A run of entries

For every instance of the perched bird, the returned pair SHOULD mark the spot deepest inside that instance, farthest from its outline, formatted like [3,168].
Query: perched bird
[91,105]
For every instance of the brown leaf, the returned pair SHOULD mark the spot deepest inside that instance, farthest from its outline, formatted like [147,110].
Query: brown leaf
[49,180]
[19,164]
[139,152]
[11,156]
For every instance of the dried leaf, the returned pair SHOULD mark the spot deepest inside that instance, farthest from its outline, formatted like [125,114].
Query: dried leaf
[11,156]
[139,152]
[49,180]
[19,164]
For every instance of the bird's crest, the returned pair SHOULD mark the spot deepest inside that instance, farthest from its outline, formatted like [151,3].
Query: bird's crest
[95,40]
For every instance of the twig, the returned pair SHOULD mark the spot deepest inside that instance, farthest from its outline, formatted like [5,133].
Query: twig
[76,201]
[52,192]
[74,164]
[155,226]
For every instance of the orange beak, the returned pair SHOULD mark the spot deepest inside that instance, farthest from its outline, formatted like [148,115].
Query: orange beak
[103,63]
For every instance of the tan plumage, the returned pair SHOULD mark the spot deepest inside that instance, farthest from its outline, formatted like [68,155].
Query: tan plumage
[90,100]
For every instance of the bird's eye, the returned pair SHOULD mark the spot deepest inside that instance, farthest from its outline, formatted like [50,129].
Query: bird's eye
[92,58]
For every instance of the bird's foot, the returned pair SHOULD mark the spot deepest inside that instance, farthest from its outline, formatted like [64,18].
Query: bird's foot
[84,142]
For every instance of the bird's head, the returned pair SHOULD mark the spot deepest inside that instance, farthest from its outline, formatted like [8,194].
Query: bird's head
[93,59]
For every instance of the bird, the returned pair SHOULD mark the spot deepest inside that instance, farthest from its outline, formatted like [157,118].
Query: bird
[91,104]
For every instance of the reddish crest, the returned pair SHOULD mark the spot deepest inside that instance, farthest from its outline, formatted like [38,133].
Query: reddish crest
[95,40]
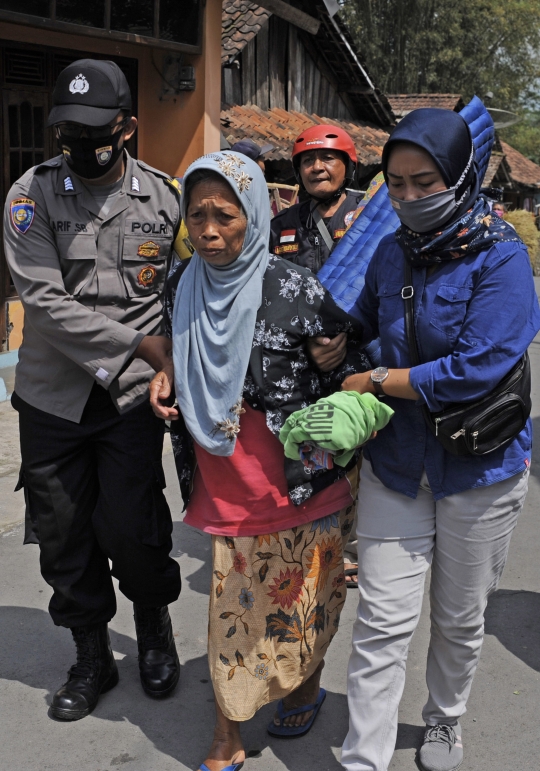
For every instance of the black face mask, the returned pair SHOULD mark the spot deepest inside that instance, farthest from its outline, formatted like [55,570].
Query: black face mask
[91,158]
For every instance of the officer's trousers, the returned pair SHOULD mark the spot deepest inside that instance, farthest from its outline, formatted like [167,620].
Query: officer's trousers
[94,493]
[465,538]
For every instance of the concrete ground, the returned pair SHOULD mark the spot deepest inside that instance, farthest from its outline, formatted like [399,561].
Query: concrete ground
[130,730]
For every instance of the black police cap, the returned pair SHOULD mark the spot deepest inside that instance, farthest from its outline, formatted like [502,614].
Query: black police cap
[91,92]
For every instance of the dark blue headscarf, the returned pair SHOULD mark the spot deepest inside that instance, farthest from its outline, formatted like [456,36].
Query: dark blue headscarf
[445,135]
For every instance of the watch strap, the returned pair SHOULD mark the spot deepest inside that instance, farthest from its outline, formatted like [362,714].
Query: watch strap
[378,388]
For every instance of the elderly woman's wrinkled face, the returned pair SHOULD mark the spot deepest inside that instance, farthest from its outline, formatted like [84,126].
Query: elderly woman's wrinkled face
[412,173]
[216,222]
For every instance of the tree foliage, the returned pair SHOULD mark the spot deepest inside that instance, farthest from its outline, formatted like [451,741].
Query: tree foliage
[449,46]
[525,135]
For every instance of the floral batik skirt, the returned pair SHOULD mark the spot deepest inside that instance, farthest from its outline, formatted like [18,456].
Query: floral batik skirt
[274,609]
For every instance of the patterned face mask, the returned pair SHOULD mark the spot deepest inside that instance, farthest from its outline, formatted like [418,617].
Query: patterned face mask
[424,215]
[91,158]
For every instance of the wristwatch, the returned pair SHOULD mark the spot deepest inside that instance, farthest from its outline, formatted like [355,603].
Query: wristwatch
[378,376]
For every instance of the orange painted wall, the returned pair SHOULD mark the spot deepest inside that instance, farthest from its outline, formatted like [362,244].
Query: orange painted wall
[172,132]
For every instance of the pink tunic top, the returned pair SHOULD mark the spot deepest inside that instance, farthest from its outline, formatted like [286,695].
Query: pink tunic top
[246,493]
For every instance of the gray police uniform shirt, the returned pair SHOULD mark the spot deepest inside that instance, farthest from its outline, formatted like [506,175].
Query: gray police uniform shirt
[91,286]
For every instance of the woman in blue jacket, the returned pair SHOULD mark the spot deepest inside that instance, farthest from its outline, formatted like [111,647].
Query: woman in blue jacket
[476,312]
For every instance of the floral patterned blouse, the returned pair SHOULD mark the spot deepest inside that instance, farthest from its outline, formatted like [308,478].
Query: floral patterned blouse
[281,378]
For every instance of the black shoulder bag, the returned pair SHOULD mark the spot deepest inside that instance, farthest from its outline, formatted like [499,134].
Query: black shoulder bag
[482,426]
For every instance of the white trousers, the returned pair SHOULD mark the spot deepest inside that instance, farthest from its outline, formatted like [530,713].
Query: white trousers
[465,538]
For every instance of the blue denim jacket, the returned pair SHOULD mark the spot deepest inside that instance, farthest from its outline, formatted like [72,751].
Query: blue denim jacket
[475,317]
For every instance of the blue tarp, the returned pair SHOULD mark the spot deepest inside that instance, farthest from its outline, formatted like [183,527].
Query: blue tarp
[343,273]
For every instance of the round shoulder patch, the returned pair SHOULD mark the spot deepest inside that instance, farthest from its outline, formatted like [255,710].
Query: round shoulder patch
[22,213]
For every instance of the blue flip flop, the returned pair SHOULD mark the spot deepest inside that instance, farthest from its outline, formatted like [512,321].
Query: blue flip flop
[289,732]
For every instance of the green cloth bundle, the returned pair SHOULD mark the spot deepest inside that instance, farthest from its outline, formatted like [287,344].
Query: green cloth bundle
[339,423]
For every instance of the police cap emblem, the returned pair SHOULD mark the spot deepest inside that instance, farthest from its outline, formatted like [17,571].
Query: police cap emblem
[79,85]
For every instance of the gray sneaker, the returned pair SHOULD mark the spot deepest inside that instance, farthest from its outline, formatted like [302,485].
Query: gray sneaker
[442,749]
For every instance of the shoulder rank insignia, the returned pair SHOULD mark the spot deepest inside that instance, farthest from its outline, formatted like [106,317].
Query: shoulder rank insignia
[22,213]
[147,276]
[148,249]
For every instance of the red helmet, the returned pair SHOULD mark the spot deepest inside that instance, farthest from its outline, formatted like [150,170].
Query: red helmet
[321,137]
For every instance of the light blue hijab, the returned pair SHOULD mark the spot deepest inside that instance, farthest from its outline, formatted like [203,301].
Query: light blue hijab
[215,312]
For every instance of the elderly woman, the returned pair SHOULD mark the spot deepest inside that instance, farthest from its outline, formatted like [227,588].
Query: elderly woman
[241,322]
[421,505]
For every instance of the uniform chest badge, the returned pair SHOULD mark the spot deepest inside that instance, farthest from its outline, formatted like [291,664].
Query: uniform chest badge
[287,236]
[22,213]
[148,249]
[147,276]
[103,155]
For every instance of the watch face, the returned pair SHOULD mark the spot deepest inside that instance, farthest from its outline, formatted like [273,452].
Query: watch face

**BRIEF:** Retype everything from the line containing "For every instance of the elderly woman, the" down through the last line of the entries, keeping both ends.

**EXPECTED ANSWER:**
For every instance of the elderly woman, the returned pair SHOULD mark the spot deepest inside that instance, farthest from its outline, formatted like [227,588].
Query: elderly woman
[241,322]
[421,505]
For every instance of the uniform chest badge, the returned pair SHOULD mark the spot deepest inside that instance, farthest from its outline, formatted like [291,664].
Query: uniform chest badge
[287,236]
[22,213]
[148,249]
[147,276]
[103,155]
For every instance of the watch face, the returned pair SHOULD mark the spot deepest inside that instance, farthest from its outline, formatted like [273,452].
Query: watch face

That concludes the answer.